Directions for this task: From the piece on the Marc Jacobs pop-up store, extract the passage starting with "The day before" and going on through "the window display.", copied word for word.

Source passage:
Redux at Retail

Redux at Retail

The day before Wednesday’s soft opening of Marc Jacobs’ New York pop-up store — the preferred in-house word is “residence” — the space at 655 Madison bustles. It also reveals varying degrees of readiness. The major bait, 52 ice-cream pastel mannequins (two each in one of the 26 grunge looks Jacobs re-created verbatim from his spring 1993 collection for Perry Ellis) are fully installed at street level in all their silk-plaid, Birkenstocked, knit-capped, Robert Crumbed glory.
That panorama is intentionally disorienting, with infinity mirrors multiplying the mannequin troops. Most of the figures face outward, toward the room’s perimeter. When the window boards are removed at some point tonight, the mannequins will form the window display.

Excerpted data:
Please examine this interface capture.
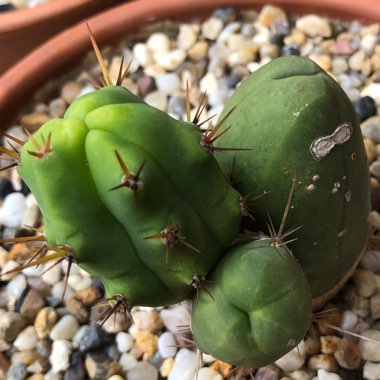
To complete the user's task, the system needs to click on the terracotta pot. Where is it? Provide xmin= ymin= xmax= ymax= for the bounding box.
xmin=0 ymin=0 xmax=380 ymax=128
xmin=0 ymin=0 xmax=124 ymax=74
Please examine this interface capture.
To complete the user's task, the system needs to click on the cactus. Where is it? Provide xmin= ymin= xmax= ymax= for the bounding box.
xmin=1 ymin=34 xmax=369 ymax=367
xmin=216 ymin=57 xmax=369 ymax=304
xmin=191 ymin=238 xmax=311 ymax=368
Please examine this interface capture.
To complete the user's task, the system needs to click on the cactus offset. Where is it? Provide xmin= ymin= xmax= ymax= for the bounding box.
xmin=1 ymin=30 xmax=369 ymax=374
xmin=19 ymin=87 xmax=240 ymax=306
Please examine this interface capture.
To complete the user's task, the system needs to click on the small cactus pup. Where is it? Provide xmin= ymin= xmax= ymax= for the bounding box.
xmin=1 ymin=29 xmax=241 ymax=314
xmin=216 ymin=57 xmax=369 ymax=307
xmin=191 ymin=238 xmax=312 ymax=368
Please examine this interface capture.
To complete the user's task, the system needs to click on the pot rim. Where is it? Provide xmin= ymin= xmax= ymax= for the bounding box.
xmin=0 ymin=0 xmax=380 ymax=129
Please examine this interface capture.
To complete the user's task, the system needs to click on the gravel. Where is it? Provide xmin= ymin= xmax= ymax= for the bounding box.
xmin=0 ymin=5 xmax=380 ymax=380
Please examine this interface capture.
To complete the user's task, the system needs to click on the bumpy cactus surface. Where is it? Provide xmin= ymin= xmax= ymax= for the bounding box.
xmin=2 ymin=43 xmax=369 ymax=368
xmin=19 ymin=87 xmax=240 ymax=306
xmin=192 ymin=238 xmax=311 ymax=368
xmin=217 ymin=57 xmax=369 ymax=306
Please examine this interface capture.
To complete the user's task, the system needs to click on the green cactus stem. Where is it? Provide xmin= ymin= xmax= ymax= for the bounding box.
xmin=216 ymin=57 xmax=369 ymax=305
xmin=18 ymin=86 xmax=240 ymax=306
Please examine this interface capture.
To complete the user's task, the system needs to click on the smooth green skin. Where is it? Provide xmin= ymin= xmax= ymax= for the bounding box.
xmin=64 ymin=86 xmax=143 ymax=121
xmin=19 ymin=88 xmax=240 ymax=306
xmin=191 ymin=238 xmax=312 ymax=368
xmin=217 ymin=57 xmax=369 ymax=297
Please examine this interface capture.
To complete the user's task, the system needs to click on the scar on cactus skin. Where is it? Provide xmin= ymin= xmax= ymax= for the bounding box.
xmin=110 ymin=150 xmax=145 ymax=194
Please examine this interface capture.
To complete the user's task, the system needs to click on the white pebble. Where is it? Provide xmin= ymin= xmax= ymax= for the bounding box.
xmin=318 ymin=369 xmax=342 ymax=380
xmin=50 ymin=314 xmax=80 ymax=340
xmin=133 ymin=42 xmax=153 ymax=67
xmin=202 ymin=17 xmax=223 ymax=40
xmin=68 ymin=272 xmax=92 ymax=292
xmin=0 ymin=193 xmax=26 ymax=228
xmin=13 ymin=326 xmax=38 ymax=351
xmin=154 ymin=49 xmax=186 ymax=71
xmin=7 ymin=274 xmax=27 ymax=299
xmin=218 ymin=22 xmax=240 ymax=43
xmin=360 ymin=82 xmax=380 ymax=105
xmin=119 ymin=352 xmax=138 ymax=371
xmin=160 ymin=304 xmax=190 ymax=333
xmin=199 ymin=72 xmax=219 ymax=94
xmin=168 ymin=348 xmax=198 ymax=380
xmin=144 ymin=91 xmax=168 ymax=111
xmin=197 ymin=367 xmax=223 ymax=380
xmin=276 ymin=347 xmax=306 ymax=372
xmin=116 ymin=331 xmax=134 ymax=352
xmin=41 ymin=262 xmax=61 ymax=285
xmin=146 ymin=33 xmax=170 ymax=53
xmin=155 ymin=73 xmax=181 ymax=94
xmin=127 ymin=362 xmax=158 ymax=380
xmin=49 ymin=340 xmax=72 ymax=372
xmin=296 ymin=15 xmax=332 ymax=37
xmin=72 ymin=325 xmax=90 ymax=348
xmin=158 ymin=331 xmax=177 ymax=359
xmin=359 ymin=329 xmax=380 ymax=362
xmin=51 ymin=281 xmax=74 ymax=300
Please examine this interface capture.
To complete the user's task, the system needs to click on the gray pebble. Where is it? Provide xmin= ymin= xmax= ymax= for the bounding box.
xmin=64 ymin=351 xmax=86 ymax=380
xmin=27 ymin=358 xmax=50 ymax=373
xmin=79 ymin=324 xmax=109 ymax=351
xmin=49 ymin=314 xmax=79 ymax=340
xmin=49 ymin=340 xmax=73 ymax=372
xmin=317 ymin=368 xmax=343 ymax=380
xmin=13 ymin=326 xmax=38 ymax=351
xmin=369 ymin=293 xmax=380 ymax=319
xmin=20 ymin=288 xmax=45 ymax=319
xmin=127 ymin=362 xmax=158 ymax=380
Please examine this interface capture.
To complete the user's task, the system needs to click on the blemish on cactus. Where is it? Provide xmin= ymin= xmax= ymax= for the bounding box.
xmin=110 ymin=150 xmax=145 ymax=193
xmin=310 ymin=122 xmax=353 ymax=161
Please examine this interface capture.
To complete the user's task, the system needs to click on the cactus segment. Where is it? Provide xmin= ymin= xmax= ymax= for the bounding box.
xmin=64 ymin=86 xmax=143 ymax=120
xmin=216 ymin=57 xmax=369 ymax=297
xmin=192 ymin=238 xmax=312 ymax=368
xmin=19 ymin=87 xmax=240 ymax=306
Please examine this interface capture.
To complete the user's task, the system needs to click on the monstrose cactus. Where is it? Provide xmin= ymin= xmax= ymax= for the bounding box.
xmin=3 ymin=42 xmax=369 ymax=367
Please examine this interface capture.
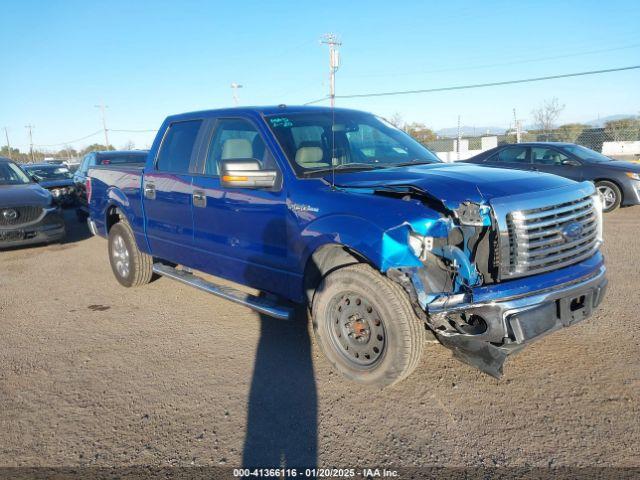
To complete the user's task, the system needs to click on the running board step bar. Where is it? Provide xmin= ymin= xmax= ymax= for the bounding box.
xmin=153 ymin=263 xmax=293 ymax=320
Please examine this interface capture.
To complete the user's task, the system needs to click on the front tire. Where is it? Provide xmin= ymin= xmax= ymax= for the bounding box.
xmin=312 ymin=264 xmax=425 ymax=386
xmin=596 ymin=180 xmax=622 ymax=213
xmin=109 ymin=222 xmax=153 ymax=287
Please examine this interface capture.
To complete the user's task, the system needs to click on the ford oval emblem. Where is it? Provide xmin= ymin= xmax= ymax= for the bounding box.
xmin=560 ymin=222 xmax=582 ymax=241
xmin=2 ymin=208 xmax=18 ymax=222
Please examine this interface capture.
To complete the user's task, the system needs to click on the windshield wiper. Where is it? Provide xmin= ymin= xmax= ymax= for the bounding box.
xmin=385 ymin=160 xmax=435 ymax=168
xmin=305 ymin=162 xmax=385 ymax=175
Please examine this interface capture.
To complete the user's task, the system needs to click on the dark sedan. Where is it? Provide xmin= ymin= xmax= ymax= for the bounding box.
xmin=22 ymin=163 xmax=76 ymax=206
xmin=0 ymin=157 xmax=65 ymax=248
xmin=465 ymin=142 xmax=640 ymax=212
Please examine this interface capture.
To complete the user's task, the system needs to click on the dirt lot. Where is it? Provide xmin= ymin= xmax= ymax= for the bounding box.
xmin=0 ymin=208 xmax=640 ymax=467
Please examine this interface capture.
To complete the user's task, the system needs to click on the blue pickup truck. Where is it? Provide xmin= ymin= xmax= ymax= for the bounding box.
xmin=87 ymin=105 xmax=607 ymax=386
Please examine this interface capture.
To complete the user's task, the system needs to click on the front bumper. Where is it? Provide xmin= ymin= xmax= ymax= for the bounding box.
xmin=428 ymin=254 xmax=607 ymax=378
xmin=0 ymin=208 xmax=66 ymax=249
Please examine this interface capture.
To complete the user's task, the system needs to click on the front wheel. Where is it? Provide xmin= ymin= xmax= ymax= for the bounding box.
xmin=312 ymin=264 xmax=425 ymax=386
xmin=109 ymin=222 xmax=153 ymax=287
xmin=596 ymin=180 xmax=622 ymax=213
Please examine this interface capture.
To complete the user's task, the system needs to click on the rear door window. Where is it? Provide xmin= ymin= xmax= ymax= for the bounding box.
xmin=531 ymin=147 xmax=569 ymax=165
xmin=495 ymin=147 xmax=529 ymax=164
xmin=156 ymin=120 xmax=202 ymax=173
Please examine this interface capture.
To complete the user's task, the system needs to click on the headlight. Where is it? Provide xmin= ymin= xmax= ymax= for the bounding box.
xmin=591 ymin=192 xmax=604 ymax=243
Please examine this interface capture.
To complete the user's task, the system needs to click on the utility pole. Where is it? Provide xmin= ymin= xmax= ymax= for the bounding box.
xmin=24 ymin=124 xmax=36 ymax=163
xmin=231 ymin=82 xmax=242 ymax=107
xmin=320 ymin=33 xmax=342 ymax=108
xmin=4 ymin=127 xmax=13 ymax=160
xmin=94 ymin=103 xmax=109 ymax=150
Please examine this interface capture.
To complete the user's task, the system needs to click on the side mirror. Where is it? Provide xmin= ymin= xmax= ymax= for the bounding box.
xmin=562 ymin=158 xmax=580 ymax=167
xmin=220 ymin=158 xmax=278 ymax=188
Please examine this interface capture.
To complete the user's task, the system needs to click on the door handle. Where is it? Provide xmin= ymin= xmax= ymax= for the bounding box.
xmin=193 ymin=190 xmax=207 ymax=208
xmin=144 ymin=183 xmax=156 ymax=200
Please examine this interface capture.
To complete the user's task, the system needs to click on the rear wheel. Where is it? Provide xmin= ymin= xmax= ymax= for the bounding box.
xmin=109 ymin=222 xmax=153 ymax=287
xmin=596 ymin=180 xmax=622 ymax=213
xmin=312 ymin=264 xmax=425 ymax=386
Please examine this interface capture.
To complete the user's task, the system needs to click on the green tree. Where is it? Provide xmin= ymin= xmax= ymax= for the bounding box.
xmin=604 ymin=117 xmax=640 ymax=142
xmin=553 ymin=123 xmax=588 ymax=143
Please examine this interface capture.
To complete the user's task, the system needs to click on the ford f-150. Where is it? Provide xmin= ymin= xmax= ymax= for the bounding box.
xmin=87 ymin=105 xmax=607 ymax=385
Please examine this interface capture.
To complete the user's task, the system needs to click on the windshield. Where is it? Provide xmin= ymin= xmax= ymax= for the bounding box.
xmin=24 ymin=165 xmax=73 ymax=182
xmin=267 ymin=111 xmax=440 ymax=176
xmin=96 ymin=157 xmax=147 ymax=165
xmin=564 ymin=145 xmax=614 ymax=162
xmin=0 ymin=162 xmax=31 ymax=185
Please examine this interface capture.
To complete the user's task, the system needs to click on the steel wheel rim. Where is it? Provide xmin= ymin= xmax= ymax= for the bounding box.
xmin=328 ymin=292 xmax=387 ymax=369
xmin=598 ymin=185 xmax=616 ymax=210
xmin=111 ymin=235 xmax=130 ymax=278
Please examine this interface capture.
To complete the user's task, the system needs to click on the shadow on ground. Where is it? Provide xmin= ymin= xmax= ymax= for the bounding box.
xmin=242 ymin=308 xmax=318 ymax=468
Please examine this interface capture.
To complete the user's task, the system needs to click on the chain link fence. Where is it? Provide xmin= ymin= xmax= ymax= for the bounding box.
xmin=423 ymin=121 xmax=640 ymax=162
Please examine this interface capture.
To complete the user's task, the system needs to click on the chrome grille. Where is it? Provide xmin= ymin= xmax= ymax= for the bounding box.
xmin=0 ymin=207 xmax=43 ymax=228
xmin=504 ymin=196 xmax=601 ymax=277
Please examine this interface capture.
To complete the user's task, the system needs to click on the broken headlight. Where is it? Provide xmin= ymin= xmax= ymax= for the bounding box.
xmin=409 ymin=232 xmax=433 ymax=261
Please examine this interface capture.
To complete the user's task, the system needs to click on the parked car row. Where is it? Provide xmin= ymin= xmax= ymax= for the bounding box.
xmin=465 ymin=142 xmax=640 ymax=212
xmin=0 ymin=150 xmax=147 ymax=248
xmin=0 ymin=157 xmax=66 ymax=247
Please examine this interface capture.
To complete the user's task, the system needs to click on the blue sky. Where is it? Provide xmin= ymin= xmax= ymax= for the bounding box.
xmin=0 ymin=0 xmax=640 ymax=149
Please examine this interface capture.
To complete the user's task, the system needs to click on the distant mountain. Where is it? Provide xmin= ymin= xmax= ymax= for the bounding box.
xmin=584 ymin=113 xmax=636 ymax=127
xmin=436 ymin=125 xmax=506 ymax=137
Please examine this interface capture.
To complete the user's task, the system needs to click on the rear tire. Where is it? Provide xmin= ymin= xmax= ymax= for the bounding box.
xmin=312 ymin=264 xmax=426 ymax=386
xmin=596 ymin=180 xmax=622 ymax=213
xmin=109 ymin=222 xmax=153 ymax=287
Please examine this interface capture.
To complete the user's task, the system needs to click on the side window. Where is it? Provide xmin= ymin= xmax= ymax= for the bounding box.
xmin=156 ymin=120 xmax=202 ymax=173
xmin=531 ymin=147 xmax=569 ymax=165
xmin=204 ymin=118 xmax=277 ymax=176
xmin=496 ymin=147 xmax=529 ymax=163
xmin=78 ymin=155 xmax=91 ymax=175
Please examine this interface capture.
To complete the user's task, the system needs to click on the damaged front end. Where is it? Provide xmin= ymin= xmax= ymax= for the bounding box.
xmin=377 ymin=182 xmax=606 ymax=378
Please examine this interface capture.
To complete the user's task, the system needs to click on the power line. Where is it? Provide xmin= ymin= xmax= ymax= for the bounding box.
xmin=35 ymin=130 xmax=102 ymax=147
xmin=109 ymin=128 xmax=158 ymax=133
xmin=304 ymin=65 xmax=640 ymax=105
xmin=344 ymin=43 xmax=640 ymax=78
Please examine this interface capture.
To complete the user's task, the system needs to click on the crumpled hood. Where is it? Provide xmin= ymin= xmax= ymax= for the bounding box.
xmin=0 ymin=183 xmax=51 ymax=208
xmin=325 ymin=163 xmax=576 ymax=208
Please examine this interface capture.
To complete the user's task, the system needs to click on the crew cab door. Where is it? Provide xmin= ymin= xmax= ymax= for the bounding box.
xmin=142 ymin=120 xmax=203 ymax=265
xmin=193 ymin=117 xmax=294 ymax=294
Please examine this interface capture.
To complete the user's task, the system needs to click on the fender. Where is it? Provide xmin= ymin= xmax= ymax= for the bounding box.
xmin=300 ymin=214 xmax=384 ymax=271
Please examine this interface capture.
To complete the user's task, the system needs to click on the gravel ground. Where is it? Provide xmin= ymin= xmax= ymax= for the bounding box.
xmin=0 ymin=208 xmax=640 ymax=467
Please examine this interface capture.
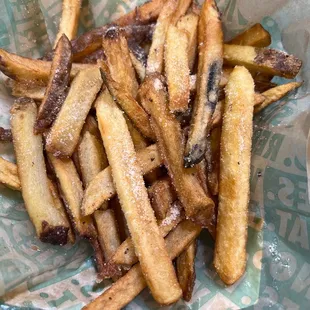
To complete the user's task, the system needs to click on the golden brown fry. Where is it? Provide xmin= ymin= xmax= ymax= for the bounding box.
xmin=165 ymin=25 xmax=190 ymax=114
xmin=0 ymin=157 xmax=21 ymax=191
xmin=96 ymin=89 xmax=181 ymax=304
xmin=83 ymin=220 xmax=201 ymax=310
xmin=148 ymin=179 xmax=176 ymax=220
xmin=227 ymin=23 xmax=271 ymax=47
xmin=146 ymin=0 xmax=191 ymax=75
xmin=11 ymin=98 xmax=70 ymax=245
xmin=176 ymin=241 xmax=196 ymax=301
xmin=224 ymin=44 xmax=302 ymax=79
xmin=214 ymin=66 xmax=254 ymax=284
xmin=141 ymin=74 xmax=214 ymax=226
xmin=184 ymin=0 xmax=223 ymax=167
xmin=55 ymin=0 xmax=82 ymax=46
xmin=81 ymin=144 xmax=162 ymax=215
xmin=46 ymin=68 xmax=102 ymax=156
xmin=254 ymin=82 xmax=302 ymax=114
xmin=34 ymin=34 xmax=72 ymax=133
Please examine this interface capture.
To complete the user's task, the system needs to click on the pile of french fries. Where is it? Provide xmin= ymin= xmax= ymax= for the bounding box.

Written solution:
The day before Wednesday’s soft opening of Marc Jacobs’ New York pop-up store — the preferred in-house word is “residence” — the space at 655 Madison bustles. It also reveals varying degrees of readiness. The major bait, 52 ice-cream pastel mannequins (two each in one of the 26 grunge looks Jacobs re-created verbatim from his spring 1993 collection for Perry Ellis) are fully installed at street level in all their silk-plaid, Birkenstocked, knit-capped, Robert Crumbed glory.
That panorama is intentionally disorienting, with infinity mirrors multiplying the mannequin troops. Most of the figures face outward, toward the room’s perimeter. When the window boards are removed at some point tonight, the mannequins will form the window display.